Point localization data
+++++

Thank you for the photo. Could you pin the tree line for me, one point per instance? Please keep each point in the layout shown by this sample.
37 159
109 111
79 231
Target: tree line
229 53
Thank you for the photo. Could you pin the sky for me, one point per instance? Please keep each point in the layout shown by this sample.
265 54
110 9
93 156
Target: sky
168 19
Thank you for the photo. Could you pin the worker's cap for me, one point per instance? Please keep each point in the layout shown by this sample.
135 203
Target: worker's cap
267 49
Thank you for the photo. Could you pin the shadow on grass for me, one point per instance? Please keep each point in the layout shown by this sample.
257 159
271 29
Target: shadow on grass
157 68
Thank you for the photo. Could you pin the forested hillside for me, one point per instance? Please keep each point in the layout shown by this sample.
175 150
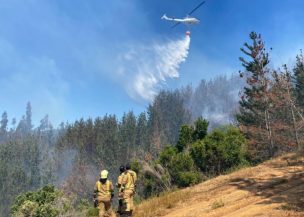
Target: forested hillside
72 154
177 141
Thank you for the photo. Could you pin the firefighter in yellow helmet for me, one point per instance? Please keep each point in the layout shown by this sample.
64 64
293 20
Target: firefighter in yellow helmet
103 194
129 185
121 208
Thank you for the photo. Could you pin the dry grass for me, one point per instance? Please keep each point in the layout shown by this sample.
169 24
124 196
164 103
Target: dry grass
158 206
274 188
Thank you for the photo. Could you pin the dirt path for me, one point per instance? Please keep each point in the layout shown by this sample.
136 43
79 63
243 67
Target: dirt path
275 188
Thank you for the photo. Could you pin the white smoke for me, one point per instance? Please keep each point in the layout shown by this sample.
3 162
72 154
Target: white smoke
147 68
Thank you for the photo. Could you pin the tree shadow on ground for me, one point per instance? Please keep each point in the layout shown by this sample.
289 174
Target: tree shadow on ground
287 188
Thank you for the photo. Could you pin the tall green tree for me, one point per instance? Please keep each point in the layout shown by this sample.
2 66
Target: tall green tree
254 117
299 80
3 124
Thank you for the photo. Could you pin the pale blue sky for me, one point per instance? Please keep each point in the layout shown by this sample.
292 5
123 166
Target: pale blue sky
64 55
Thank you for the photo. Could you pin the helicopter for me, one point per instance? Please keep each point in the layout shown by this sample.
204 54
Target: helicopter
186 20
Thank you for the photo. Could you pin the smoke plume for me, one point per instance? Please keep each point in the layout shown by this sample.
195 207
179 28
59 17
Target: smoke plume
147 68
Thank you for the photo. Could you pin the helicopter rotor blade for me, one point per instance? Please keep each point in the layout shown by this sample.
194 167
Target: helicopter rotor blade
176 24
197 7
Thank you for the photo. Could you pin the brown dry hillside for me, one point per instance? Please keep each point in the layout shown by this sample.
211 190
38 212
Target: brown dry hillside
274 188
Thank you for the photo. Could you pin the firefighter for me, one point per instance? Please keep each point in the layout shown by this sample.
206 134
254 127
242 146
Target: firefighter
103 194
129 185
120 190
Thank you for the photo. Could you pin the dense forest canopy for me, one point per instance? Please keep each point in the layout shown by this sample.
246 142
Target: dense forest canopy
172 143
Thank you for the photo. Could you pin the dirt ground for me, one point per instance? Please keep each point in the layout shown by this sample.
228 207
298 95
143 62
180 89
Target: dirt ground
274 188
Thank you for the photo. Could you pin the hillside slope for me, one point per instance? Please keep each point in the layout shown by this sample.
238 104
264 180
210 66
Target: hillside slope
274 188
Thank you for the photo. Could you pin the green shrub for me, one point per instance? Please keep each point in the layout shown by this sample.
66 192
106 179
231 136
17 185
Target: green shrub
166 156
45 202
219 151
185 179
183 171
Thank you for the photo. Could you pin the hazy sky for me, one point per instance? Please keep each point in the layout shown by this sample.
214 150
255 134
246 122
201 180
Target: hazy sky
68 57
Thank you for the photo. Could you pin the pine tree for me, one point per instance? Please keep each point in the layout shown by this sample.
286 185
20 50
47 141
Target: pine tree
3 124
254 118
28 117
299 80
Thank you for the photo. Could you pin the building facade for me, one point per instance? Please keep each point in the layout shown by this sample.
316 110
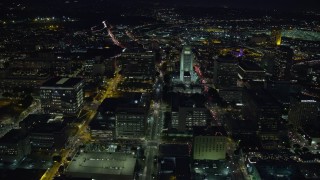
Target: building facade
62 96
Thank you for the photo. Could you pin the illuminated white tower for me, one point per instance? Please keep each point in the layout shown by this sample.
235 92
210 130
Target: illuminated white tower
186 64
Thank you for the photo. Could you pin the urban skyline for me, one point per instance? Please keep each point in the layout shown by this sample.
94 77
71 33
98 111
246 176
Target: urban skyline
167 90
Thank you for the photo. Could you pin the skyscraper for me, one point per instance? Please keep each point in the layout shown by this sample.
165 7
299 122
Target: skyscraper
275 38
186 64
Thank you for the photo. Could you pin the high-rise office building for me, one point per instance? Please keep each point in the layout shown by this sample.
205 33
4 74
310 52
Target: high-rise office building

+++++

• EXERCISE DIRECTIONS
Pull every line with the string "rise" from the data above.

• COMPLETED EXERCISE
Thank you for the photo. Could you pin the high-rise office building for me, one point per instance? Please keep each point in the layout shown by this sample.
Target: high-rise office building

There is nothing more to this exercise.